Exercise details. Pick out every line of the material that contains the word "deer" and copy each of those lines.

----------------------------------------

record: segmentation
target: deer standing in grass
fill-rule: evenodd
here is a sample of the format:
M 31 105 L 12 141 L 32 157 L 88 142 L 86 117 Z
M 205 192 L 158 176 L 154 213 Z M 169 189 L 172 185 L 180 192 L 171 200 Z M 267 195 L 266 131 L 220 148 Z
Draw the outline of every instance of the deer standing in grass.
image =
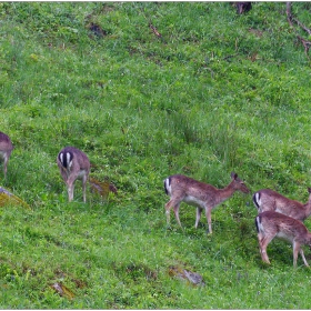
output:
M 170 210 L 173 208 L 175 219 L 182 228 L 179 219 L 179 207 L 183 201 L 190 205 L 197 207 L 195 228 L 198 228 L 201 212 L 205 211 L 209 232 L 212 233 L 211 212 L 217 205 L 229 199 L 235 191 L 248 193 L 249 189 L 244 182 L 238 178 L 234 172 L 231 173 L 232 181 L 223 189 L 217 189 L 182 174 L 168 177 L 164 180 L 164 190 L 171 197 L 165 204 L 167 222 L 170 223 Z
M 255 227 L 258 232 L 260 254 L 264 262 L 270 264 L 270 260 L 267 254 L 268 244 L 273 240 L 273 238 L 279 238 L 292 243 L 294 267 L 297 267 L 297 258 L 299 252 L 304 264 L 309 267 L 301 245 L 311 245 L 311 233 L 300 220 L 278 212 L 265 211 L 257 215 Z
M 74 182 L 77 179 L 82 179 L 83 201 L 87 202 L 87 181 L 90 173 L 88 156 L 77 148 L 66 147 L 59 152 L 57 162 L 63 181 L 67 184 L 69 202 L 73 200 Z
M 275 211 L 304 221 L 311 214 L 311 188 L 308 188 L 308 191 L 309 201 L 305 204 L 288 199 L 271 189 L 257 191 L 253 194 L 253 203 L 258 208 L 259 213 L 264 211 Z
M 8 162 L 12 150 L 13 150 L 13 144 L 10 138 L 7 134 L 0 132 L 0 157 L 2 157 L 3 159 L 4 179 L 7 178 Z

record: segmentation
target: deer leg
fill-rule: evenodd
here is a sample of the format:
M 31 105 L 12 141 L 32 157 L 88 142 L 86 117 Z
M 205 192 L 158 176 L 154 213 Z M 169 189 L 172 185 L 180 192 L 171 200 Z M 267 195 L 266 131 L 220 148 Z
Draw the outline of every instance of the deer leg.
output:
M 69 202 L 71 202 L 73 200 L 73 190 L 74 190 L 74 183 L 67 183 L 67 191 L 68 191 L 68 199 Z
M 73 200 L 73 190 L 74 190 L 74 181 L 78 178 L 78 174 L 71 174 L 67 180 L 67 188 L 68 188 L 68 198 L 69 202 Z
M 307 262 L 307 260 L 305 260 L 303 250 L 301 249 L 300 243 L 297 242 L 297 241 L 293 241 L 292 247 L 293 247 L 293 267 L 297 267 L 298 252 L 300 252 L 304 264 L 305 264 L 307 267 L 309 267 L 309 264 L 308 264 L 308 262 Z
M 300 254 L 301 254 L 301 257 L 302 257 L 302 260 L 303 260 L 303 262 L 304 262 L 305 267 L 309 267 L 309 263 L 308 263 L 308 261 L 305 260 L 305 257 L 304 257 L 303 250 L 302 250 L 301 248 L 300 248 Z
M 167 214 L 167 223 L 170 223 L 170 210 L 173 207 L 175 219 L 178 224 L 182 228 L 180 219 L 179 219 L 179 205 L 180 201 L 171 199 L 167 204 L 165 204 L 165 214 Z
M 180 228 L 182 228 L 180 219 L 179 219 L 179 205 L 180 205 L 179 203 L 174 205 L 174 214 L 175 214 L 178 224 L 180 225 Z
M 87 181 L 88 181 L 88 175 L 84 174 L 82 178 L 82 188 L 83 188 L 83 202 L 87 202 Z
M 197 208 L 197 218 L 195 218 L 195 229 L 198 228 L 198 224 L 199 224 L 199 221 L 200 221 L 200 218 L 201 218 L 201 213 L 202 213 L 202 209 L 201 208 Z
M 272 238 L 263 237 L 262 233 L 260 233 L 260 232 L 258 233 L 258 241 L 259 241 L 259 247 L 260 247 L 261 259 L 262 259 L 262 261 L 264 261 L 269 264 L 270 264 L 270 260 L 267 254 L 267 247 L 272 241 L 273 238 L 274 237 L 272 237 Z
M 205 208 L 205 214 L 209 224 L 209 233 L 212 233 L 212 209 Z

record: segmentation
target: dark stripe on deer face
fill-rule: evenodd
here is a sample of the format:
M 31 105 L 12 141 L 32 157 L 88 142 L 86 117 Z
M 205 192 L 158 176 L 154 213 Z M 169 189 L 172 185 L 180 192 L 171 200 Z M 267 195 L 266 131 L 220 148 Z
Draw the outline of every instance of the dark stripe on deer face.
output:
M 60 152 L 59 153 L 59 161 L 61 162 L 61 164 L 68 169 L 71 167 L 72 164 L 72 159 L 73 159 L 73 154 L 71 152 Z

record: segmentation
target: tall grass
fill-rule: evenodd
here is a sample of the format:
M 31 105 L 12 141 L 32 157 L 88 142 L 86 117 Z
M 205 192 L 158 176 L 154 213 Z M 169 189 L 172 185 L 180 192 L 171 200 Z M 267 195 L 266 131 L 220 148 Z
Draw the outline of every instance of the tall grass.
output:
M 308 4 L 293 6 L 308 24 Z M 14 144 L 0 179 L 31 207 L 0 209 L 2 308 L 310 308 L 310 272 L 293 270 L 290 245 L 271 243 L 271 267 L 261 262 L 251 195 L 215 209 L 211 235 L 205 218 L 194 230 L 192 207 L 183 231 L 164 215 L 174 173 L 223 188 L 235 171 L 252 191 L 307 201 L 310 63 L 284 3 L 238 16 L 228 2 L 3 2 L 0 18 L 0 130 Z M 77 181 L 69 204 L 64 146 L 118 194 L 88 189 L 83 204 Z

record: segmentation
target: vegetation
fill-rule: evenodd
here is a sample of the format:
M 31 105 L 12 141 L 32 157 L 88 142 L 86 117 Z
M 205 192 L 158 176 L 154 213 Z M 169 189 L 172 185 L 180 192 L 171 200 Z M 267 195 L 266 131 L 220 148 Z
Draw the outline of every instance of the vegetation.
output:
M 310 27 L 309 2 L 292 10 Z M 213 211 L 212 234 L 192 207 L 184 231 L 164 214 L 174 173 L 222 188 L 235 171 L 252 192 L 307 201 L 310 61 L 284 3 L 2 2 L 0 21 L 0 130 L 14 144 L 1 185 L 31 207 L 0 209 L 1 308 L 310 308 L 290 244 L 261 262 L 251 194 Z M 69 203 L 66 146 L 118 194 L 83 204 L 77 182 Z

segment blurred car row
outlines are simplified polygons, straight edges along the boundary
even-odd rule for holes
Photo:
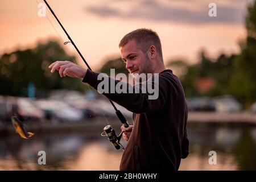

----------------------------------------

Exercise answer.
target: deer standing in grass
Draw the outline of every instance of the deer standing in grass.
target: deer leg
Draw the outline of every instance of the deer leg.
target: dark stripe on deer face
Draw the outline of every instance of the dark stripe on deer face.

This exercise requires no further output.